## Records for processing

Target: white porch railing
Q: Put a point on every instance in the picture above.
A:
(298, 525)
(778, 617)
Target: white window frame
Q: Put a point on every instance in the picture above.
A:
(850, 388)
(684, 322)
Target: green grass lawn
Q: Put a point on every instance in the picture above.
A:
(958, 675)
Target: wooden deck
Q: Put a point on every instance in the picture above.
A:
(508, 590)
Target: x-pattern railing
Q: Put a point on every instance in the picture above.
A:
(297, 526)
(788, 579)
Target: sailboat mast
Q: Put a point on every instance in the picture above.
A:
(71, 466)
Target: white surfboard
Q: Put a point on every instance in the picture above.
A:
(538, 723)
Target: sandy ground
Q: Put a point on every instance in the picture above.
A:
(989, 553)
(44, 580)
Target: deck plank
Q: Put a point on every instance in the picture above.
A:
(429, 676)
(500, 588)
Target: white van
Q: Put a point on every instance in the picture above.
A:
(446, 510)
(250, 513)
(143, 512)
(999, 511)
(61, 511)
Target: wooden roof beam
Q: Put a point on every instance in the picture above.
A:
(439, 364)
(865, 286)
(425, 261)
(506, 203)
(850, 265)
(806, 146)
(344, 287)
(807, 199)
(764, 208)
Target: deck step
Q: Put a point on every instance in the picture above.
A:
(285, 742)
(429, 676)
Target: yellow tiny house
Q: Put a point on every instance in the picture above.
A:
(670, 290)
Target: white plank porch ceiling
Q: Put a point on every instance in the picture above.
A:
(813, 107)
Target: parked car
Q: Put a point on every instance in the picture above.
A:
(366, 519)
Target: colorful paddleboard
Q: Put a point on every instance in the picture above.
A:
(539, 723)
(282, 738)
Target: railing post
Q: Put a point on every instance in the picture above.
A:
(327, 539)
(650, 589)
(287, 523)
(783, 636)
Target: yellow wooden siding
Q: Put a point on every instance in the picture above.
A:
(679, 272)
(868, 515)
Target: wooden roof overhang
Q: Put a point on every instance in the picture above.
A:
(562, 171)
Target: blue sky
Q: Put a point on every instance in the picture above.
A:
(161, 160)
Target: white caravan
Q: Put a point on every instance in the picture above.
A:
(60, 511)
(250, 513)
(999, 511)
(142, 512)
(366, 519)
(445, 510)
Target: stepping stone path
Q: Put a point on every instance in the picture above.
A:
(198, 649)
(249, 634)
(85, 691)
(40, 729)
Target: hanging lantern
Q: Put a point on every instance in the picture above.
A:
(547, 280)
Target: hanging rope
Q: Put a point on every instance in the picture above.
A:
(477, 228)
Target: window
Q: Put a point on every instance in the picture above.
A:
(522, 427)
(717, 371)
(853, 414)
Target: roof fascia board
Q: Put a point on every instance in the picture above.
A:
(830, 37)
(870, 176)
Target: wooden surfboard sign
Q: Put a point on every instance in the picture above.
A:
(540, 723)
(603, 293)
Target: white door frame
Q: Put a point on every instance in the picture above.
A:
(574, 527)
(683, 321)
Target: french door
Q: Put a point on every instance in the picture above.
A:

## Set problem
Copy out the listing from the line containing "Target: railing post" through its final line, both ends included, with each request left as it stands and 60 added to every coordinate in the answers.

## Complete output
Target: railing post
Q: Put a point on every instance in the picture above.
A:
(387, 599)
(710, 649)
(347, 583)
(843, 696)
Target: yellow wooden siding
Q: Put a point on every instance in the picture above.
A:
(739, 332)
(928, 575)
Target: wooden roof overhang
Q: Put a point on every instance in the picture above.
A:
(622, 231)
Target: blue sky
Q: Put a point on every instance in the picture above.
A:
(221, 220)
Target: white caravan
Q: Put a point on every instance in the picture above.
A:
(120, 571)
(310, 573)
(1059, 571)
(202, 572)
(426, 579)
(505, 570)
Target: stepping stone path
Q: Put a point on every instance in the picture above.
A:
(258, 709)
(309, 694)
(145, 751)
(100, 789)
Target: hanging lantern
Q: Put a point on every instance in the picture above.
A:
(607, 340)
Target: hanging rope
Q: Put a point on every instance in the picture above.
A:
(537, 288)
Target: window
Q: Put a point on every instance in the picture above.
A:
(582, 487)
(777, 431)
(913, 474)
Target: roof fascia board
Q: Put a point on every instance in the picture above.
A:
(890, 97)
(930, 236)
Target: wooden surfboard sign
Q: Put a point on every instance in the picture above.
A:
(600, 783)
(663, 353)
Target: white door frame
Q: Put a point on every instance in the picture above.
A:
(634, 587)
(743, 381)
Target: french door
Q: Put a point on every instance in the picture above.
A:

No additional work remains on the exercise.